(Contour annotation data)
— start —

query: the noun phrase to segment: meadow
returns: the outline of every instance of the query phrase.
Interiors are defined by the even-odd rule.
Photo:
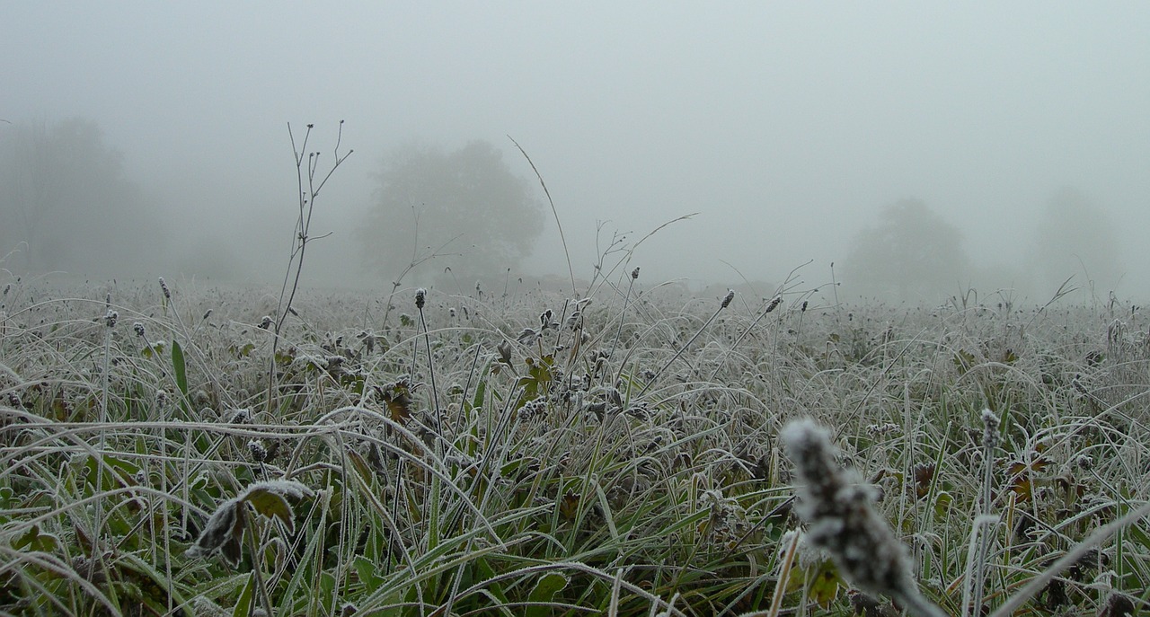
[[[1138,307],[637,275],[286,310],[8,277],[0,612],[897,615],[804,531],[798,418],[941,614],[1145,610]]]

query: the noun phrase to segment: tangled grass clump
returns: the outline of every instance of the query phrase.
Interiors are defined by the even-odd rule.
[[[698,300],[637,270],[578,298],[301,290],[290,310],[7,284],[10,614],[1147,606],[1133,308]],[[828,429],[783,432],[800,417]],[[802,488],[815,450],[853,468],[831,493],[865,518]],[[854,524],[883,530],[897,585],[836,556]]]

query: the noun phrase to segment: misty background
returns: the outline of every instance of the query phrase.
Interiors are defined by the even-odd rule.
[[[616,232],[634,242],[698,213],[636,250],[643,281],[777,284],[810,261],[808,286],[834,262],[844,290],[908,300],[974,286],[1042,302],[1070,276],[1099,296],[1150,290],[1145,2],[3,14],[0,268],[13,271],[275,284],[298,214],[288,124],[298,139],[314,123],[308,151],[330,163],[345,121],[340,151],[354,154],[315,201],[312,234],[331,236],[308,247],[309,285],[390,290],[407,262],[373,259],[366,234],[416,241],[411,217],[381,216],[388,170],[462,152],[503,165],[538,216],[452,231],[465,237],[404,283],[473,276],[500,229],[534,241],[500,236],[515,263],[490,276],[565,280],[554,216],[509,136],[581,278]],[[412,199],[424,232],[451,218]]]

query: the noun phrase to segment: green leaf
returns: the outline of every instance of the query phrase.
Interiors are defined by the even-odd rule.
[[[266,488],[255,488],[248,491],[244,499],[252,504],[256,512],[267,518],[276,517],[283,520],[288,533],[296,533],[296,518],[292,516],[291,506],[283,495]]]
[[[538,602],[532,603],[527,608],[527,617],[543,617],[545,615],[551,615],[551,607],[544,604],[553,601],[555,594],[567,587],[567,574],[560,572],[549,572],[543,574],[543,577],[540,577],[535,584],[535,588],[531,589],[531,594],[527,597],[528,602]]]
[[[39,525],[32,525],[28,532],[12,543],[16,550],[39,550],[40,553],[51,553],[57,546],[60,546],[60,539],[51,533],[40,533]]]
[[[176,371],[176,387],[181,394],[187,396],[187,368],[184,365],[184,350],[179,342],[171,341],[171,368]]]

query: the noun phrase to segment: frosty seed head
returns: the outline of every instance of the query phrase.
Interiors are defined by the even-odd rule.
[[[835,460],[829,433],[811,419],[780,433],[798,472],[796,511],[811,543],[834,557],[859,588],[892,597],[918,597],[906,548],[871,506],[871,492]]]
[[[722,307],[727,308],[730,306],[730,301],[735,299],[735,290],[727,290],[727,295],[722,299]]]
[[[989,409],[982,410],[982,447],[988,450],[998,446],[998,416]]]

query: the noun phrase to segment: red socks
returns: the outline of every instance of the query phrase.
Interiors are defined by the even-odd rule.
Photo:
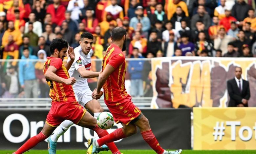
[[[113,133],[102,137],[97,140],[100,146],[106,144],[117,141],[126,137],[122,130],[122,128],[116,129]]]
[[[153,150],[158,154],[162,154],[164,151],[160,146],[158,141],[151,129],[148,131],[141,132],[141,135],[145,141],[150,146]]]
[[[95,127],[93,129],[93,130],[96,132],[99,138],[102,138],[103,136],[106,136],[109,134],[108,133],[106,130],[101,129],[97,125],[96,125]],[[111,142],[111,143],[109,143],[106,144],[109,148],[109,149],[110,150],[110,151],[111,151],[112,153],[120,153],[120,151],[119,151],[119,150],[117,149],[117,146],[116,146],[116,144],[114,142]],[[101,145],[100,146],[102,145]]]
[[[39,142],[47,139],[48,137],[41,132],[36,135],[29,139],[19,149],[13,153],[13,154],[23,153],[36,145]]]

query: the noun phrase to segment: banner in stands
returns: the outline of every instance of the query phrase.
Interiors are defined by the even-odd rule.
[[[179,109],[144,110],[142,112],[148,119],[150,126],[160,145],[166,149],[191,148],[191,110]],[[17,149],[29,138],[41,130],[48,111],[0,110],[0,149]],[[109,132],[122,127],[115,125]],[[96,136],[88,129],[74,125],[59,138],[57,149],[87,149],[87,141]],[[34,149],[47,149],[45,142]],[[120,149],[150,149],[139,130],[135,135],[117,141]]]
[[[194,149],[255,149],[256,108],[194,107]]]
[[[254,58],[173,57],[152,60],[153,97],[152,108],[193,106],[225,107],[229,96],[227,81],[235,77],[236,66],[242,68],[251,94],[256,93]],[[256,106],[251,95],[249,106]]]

— end —

◆ **Aim**
Rewrite all of the data above, changing every "even-odd rule" to "parity rule" and leaving everything else as it is. Leave the pictures out of your answer.

◆ **Result of the task**
query: the noun phrase to segment: meadow
returns: the outline of every instance of the query phrase.
Interiors are defined by the parity rule.
Photo:
[[[1138,307],[637,275],[286,310],[8,277],[0,612],[897,615],[804,531],[798,418],[941,614],[1145,610]]]

query: the noun phrase to segment: tangled grass clump
returns: the outline of every instance of the query phrase.
Interiors are defined by the parity rule.
[[[698,300],[637,270],[578,298],[301,290],[290,310],[7,284],[10,614],[1147,606],[1133,308]],[[828,429],[783,432],[800,417]],[[802,488],[815,450],[853,468],[831,493],[865,518]],[[854,524],[883,530],[897,585],[836,556]]]

query: the noun phrase to segment: misty background
returns: the outline of every instance of the query phrase.
Interiors are defined by the parity rule.
[[[616,232],[634,242],[698,213],[636,250],[643,281],[777,284],[810,261],[808,286],[834,262],[844,290],[908,300],[974,286],[1042,302],[1070,276],[1099,296],[1150,290],[1145,2],[3,14],[0,268],[13,271],[275,284],[298,214],[288,124],[298,139],[314,123],[308,151],[330,163],[345,121],[340,151],[354,154],[315,201],[312,234],[331,236],[308,247],[309,285],[390,290],[407,262],[373,259],[366,234],[416,241],[411,217],[381,216],[388,170],[462,152],[503,165],[538,216],[452,231],[465,237],[404,283],[473,276],[500,229],[534,241],[500,236],[515,263],[490,276],[565,280],[554,216],[509,136],[581,278]],[[412,199],[424,232],[451,218]]]

query: the noun phrase to segment: green leaf
returns: the outline of every instance of the query phrase.
Interiors are defined by the parity rule.
[[[266,488],[255,488],[248,491],[244,499],[252,504],[256,512],[267,518],[276,517],[283,520],[288,533],[296,533],[296,518],[292,516],[291,506],[283,495]]]
[[[538,602],[532,603],[527,608],[527,617],[543,617],[545,615],[551,615],[551,607],[544,604],[553,601],[555,594],[567,587],[567,574],[560,572],[549,572],[543,574],[543,577],[540,577],[535,584],[535,588],[531,589],[531,594],[527,597],[528,602]]]
[[[39,525],[32,525],[28,532],[12,543],[16,550],[39,550],[40,553],[51,553],[57,546],[60,546],[60,539],[51,533],[40,533]]]
[[[176,371],[176,387],[181,394],[187,396],[187,368],[184,365],[184,350],[179,342],[171,341],[171,368]]]

query: the noun phrase to segment: frosty seed head
returns: the outline of every instance of the query phrase.
Interiors are defined by the parity rule.
[[[835,460],[829,433],[811,419],[780,433],[798,472],[796,511],[811,543],[834,557],[859,588],[892,597],[918,597],[906,548],[871,506],[871,492]]]
[[[722,307],[727,308],[730,306],[730,301],[735,299],[735,290],[727,290],[727,295],[722,299]]]
[[[989,409],[982,410],[982,447],[988,450],[998,446],[998,416]]]

query: the noun phrase to segment: red socks
returns: the outline of every instance of the query phrase.
Interiors are defined by the parity rule.
Photo:
[[[113,133],[102,137],[97,140],[100,146],[106,144],[117,141],[126,137],[122,130],[122,128],[116,129]]]
[[[153,150],[158,154],[162,154],[164,151],[160,146],[158,141],[151,129],[148,131],[141,132],[141,135],[145,141],[150,146]]]
[[[95,127],[93,129],[93,130],[96,132],[99,138],[102,138],[103,136],[106,136],[109,134],[108,133],[106,130],[101,129],[97,125],[96,125]],[[111,142],[111,143],[109,143],[106,144],[109,148],[109,149],[110,150],[110,151],[111,151],[112,153],[120,153],[120,151],[119,151],[119,150],[117,149],[117,146],[116,146],[116,144],[114,142]],[[101,145],[100,146],[102,145]]]
[[[39,142],[47,139],[48,137],[41,132],[36,135],[29,139],[19,149],[13,153],[13,154],[23,153],[36,145]]]

query: the noun phrase to segment: banner in stands
returns: the outline of every instance of the query phrase.
Interiors are defined by the parity rule.
[[[179,109],[144,110],[142,112],[148,119],[150,126],[160,145],[166,149],[191,148],[191,110]],[[17,149],[29,138],[41,130],[48,111],[0,110],[0,149]],[[109,132],[122,127],[115,125]],[[96,136],[88,129],[74,125],[59,138],[57,149],[87,149],[87,141]],[[34,149],[47,149],[45,142]],[[120,149],[150,149],[139,130],[135,135],[117,141]]]
[[[194,149],[255,149],[256,108],[194,107]]]
[[[254,58],[173,57],[152,60],[153,97],[152,108],[193,106],[225,107],[229,96],[227,81],[235,77],[236,66],[242,68],[251,94],[256,93]],[[256,106],[251,95],[249,106]]]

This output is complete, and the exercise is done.